_DIRECTIONS:_ Starting with the line that includes "the blue sky", write out every remaining line of the records below exactly as it appears, leaving out any images.

_RECORDS SHOWN:_
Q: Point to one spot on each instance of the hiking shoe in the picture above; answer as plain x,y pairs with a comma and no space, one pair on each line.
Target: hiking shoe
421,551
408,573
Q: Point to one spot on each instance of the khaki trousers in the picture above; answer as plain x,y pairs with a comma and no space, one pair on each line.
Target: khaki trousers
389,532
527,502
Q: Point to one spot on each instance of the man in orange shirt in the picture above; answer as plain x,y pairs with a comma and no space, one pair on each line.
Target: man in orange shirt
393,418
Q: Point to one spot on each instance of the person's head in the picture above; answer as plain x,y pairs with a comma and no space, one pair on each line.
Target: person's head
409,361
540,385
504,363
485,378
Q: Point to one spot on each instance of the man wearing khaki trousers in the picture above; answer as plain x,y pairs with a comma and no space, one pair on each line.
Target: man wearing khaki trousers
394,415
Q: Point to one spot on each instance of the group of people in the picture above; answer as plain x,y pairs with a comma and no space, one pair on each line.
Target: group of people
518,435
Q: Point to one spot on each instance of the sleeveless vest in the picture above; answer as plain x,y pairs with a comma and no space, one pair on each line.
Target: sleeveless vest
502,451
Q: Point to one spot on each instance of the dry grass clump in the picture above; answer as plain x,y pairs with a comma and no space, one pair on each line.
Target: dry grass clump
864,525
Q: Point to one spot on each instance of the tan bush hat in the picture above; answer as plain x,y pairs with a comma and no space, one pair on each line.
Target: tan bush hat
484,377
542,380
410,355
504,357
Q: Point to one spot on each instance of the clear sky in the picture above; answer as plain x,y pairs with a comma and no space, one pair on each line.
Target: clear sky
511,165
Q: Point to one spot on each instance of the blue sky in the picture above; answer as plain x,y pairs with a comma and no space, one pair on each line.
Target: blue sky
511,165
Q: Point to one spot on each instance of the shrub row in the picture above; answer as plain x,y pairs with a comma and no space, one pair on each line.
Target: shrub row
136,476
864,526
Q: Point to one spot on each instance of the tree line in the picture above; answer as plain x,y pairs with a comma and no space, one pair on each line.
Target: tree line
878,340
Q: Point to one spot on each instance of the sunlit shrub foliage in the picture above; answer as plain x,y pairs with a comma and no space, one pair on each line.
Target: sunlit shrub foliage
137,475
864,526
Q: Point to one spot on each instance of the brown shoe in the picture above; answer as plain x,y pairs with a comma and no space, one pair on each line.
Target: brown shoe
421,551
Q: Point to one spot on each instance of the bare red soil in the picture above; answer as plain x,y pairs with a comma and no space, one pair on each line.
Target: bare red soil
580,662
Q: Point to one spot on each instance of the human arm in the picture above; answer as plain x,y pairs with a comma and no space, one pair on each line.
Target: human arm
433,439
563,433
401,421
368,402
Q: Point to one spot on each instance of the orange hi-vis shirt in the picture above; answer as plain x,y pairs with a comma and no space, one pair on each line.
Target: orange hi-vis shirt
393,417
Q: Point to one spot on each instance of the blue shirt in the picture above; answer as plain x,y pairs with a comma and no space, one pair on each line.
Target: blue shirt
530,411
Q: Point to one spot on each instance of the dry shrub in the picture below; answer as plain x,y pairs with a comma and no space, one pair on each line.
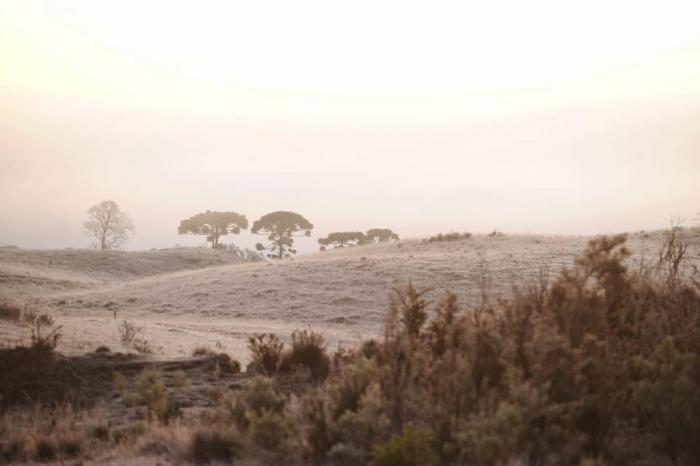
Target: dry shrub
141,345
412,448
258,397
210,445
10,312
266,353
599,364
308,351
203,351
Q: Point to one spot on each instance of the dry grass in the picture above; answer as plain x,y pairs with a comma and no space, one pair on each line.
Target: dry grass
594,364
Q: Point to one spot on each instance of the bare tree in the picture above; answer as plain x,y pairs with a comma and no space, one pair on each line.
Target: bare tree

_TASK RESULT:_
Q: Point to one spot on each instance of the blue sky in the picture above; answer as plain x,y pairs with a comma and no space, one pair on each line.
Target: blue sky
511,165
Q: Point to one spot on each instance of the shrub row in the picture above; answer as plain x,y pairs with a comma and no space, one pair on each line.
Target: shrub row
136,476
864,526
Q: Point to one spot on each instance of the tree line in the picture above; answer as plain x,y pairs with a comma and no space, one pair on each line.
Target: tree line
878,340
Q: Point to one spot on each instance of the sunlit shrub foliage in the picture above; answer as plain x,y pairs with a comma and no space, one pair on each line.
Target: sunlit shrub foliage
137,475
864,526
Q: Point to one spot on each instance of the brown shoe in the picture above; answer as plain x,y pairs with a comma and no space, one pair on each line.
Target: brown shoe
421,551
Q: Point to one spot on each instance of the bare red soil in the picture above; answer as plain x,y pairs with a comma and no space, one pair on each line.
Target: bare red soil
580,662
Q: Point to one spot on each instance of the human arm in the picture above; answer as plain x,y pairs with a comma and no space, one pair on each line.
Target: human arm
433,439
563,433
401,421
368,402
Q: Point to one spot on each instance of the orange hi-vis shirt in the picture above; answer as plain x,y pairs with a comma and no space, one pair on each line.
Target: orange hi-vis shirt
393,417
Q: Point to one spot on each instance of the blue shirt in the picture above; answer as plain x,y pairs with a comma and no space, one pair on each line.
Target: blue shirt
530,411
Q: Point to one spot on each instance of the dry shrub in the picture below; answer as plain x,y pairs with a comma and no space, one pair on each line.
Target: dry shrub
141,345
412,448
258,397
210,445
10,312
266,353
599,364
308,351
203,351
Q: Point to one spot on each instance of the dry grass in the picture above; answer as plain x,y pairs with a comma and no space, one pair on each line.
Target: dry grass
594,364
Q: Point to one spot on each instance of the bare tree in the picture above; answer as plain x,y pairs with a comma and no space, one pair on each line.
Target: bare tree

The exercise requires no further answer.